WORK INSTRUCTION
Once the line containing "Label each instance of the tiled" is reached in the listing below, reproduce it and all later lines through the final one exactly, but omit any pictures.

┄┄┄┄┄┄┄┄┄┄

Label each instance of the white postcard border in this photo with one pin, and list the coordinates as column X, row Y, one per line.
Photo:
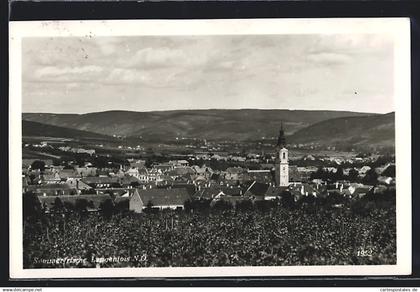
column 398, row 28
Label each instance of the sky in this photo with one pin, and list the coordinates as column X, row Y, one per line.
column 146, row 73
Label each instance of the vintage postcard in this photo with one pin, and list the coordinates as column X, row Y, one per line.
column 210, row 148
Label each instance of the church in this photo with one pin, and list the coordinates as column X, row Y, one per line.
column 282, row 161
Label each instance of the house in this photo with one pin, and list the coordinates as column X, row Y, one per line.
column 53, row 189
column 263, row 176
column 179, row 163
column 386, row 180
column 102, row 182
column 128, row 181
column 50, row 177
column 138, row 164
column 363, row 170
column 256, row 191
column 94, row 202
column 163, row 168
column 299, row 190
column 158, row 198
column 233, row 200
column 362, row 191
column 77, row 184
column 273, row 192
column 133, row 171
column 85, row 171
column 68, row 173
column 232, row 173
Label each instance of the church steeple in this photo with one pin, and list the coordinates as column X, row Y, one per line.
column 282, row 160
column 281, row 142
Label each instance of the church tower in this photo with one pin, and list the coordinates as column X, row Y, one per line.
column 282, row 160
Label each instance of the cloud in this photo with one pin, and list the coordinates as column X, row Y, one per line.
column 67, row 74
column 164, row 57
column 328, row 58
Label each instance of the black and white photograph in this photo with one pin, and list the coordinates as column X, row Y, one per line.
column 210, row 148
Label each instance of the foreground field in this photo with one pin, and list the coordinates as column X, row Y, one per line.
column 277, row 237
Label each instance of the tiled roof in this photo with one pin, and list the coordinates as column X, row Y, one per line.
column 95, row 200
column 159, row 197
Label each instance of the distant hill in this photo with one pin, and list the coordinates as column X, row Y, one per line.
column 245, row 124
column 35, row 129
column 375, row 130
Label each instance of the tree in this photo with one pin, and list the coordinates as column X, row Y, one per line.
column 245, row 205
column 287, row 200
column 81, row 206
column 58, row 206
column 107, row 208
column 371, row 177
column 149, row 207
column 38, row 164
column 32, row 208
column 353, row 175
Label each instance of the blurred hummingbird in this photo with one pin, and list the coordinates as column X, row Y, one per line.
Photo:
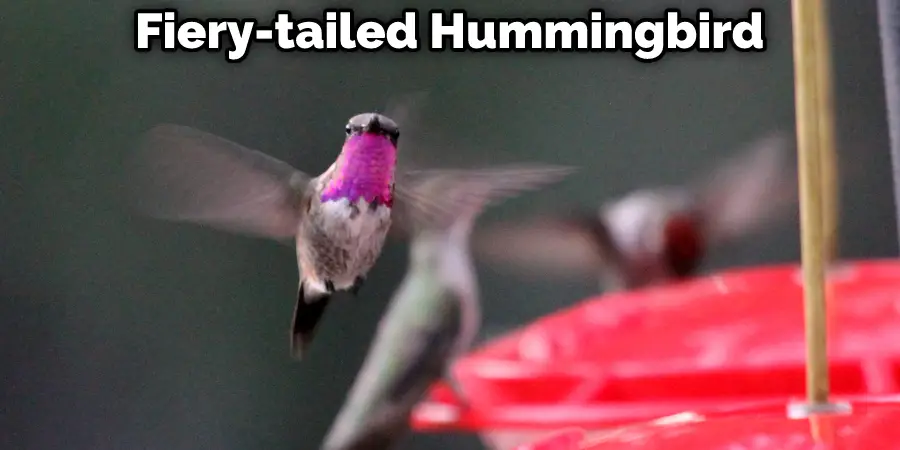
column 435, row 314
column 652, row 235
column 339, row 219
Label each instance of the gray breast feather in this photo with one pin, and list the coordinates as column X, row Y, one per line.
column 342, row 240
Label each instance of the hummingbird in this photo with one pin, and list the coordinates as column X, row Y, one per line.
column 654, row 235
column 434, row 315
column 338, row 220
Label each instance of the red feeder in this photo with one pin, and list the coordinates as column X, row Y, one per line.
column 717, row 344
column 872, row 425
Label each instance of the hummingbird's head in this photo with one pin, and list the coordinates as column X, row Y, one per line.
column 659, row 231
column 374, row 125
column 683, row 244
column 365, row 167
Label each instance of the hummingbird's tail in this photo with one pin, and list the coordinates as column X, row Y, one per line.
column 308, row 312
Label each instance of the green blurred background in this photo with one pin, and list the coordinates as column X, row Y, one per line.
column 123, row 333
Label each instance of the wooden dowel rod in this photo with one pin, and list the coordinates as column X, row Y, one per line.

┄┄┄┄┄┄┄┄┄┄

RESPONSE TO THIS TASK
Label each instance of the tiled roof in this photo with one pin, and list the coordinates as column X, row Y, one per line.
column 95, row 200
column 159, row 197
Label each instance of the distant hill in this photo with one pin, and list the coordinates as column X, row Y, one per line.
column 245, row 124
column 35, row 129
column 375, row 130
Label each instance of the tree in this photo with one pin, and list the coordinates as column X, row Y, one per line.
column 245, row 205
column 287, row 200
column 81, row 206
column 58, row 206
column 107, row 208
column 371, row 177
column 149, row 207
column 38, row 164
column 32, row 208
column 353, row 175
Label each instance of the blurred hummingbird in this photo with one pin, and list the coordinates as column X, row Y, one per line.
Photo:
column 435, row 314
column 652, row 235
column 339, row 219
Label each instance of the gray breast feather in this photo with one pin, and list the coordinates as column X, row Y, one per line.
column 342, row 240
Label each instance of the hummingbird in this photo with one pin, and list the coordinates as column X, row Y, one per line.
column 654, row 235
column 434, row 315
column 338, row 220
Label each instance of the red feeder in this photo with one pin, and list the coordinates as column X, row Y, one per line.
column 717, row 344
column 872, row 425
Label each instance of the hummingbird's head in this photo with one pin, and list the coordinates as column X, row Y, one per line.
column 659, row 231
column 374, row 125
column 683, row 244
column 365, row 167
Label each instance of the hummingbird's tail in this photo with one pin, and list the coordinates as column X, row Y, one per line.
column 308, row 312
Label each instance of the green blurred background in this photo with one pin, and list the coordinates as column X, row Y, one per line.
column 123, row 333
Label each instance of the wooden dowel rod in this photo with one pin, and list the coordinates as column X, row Y, one per line.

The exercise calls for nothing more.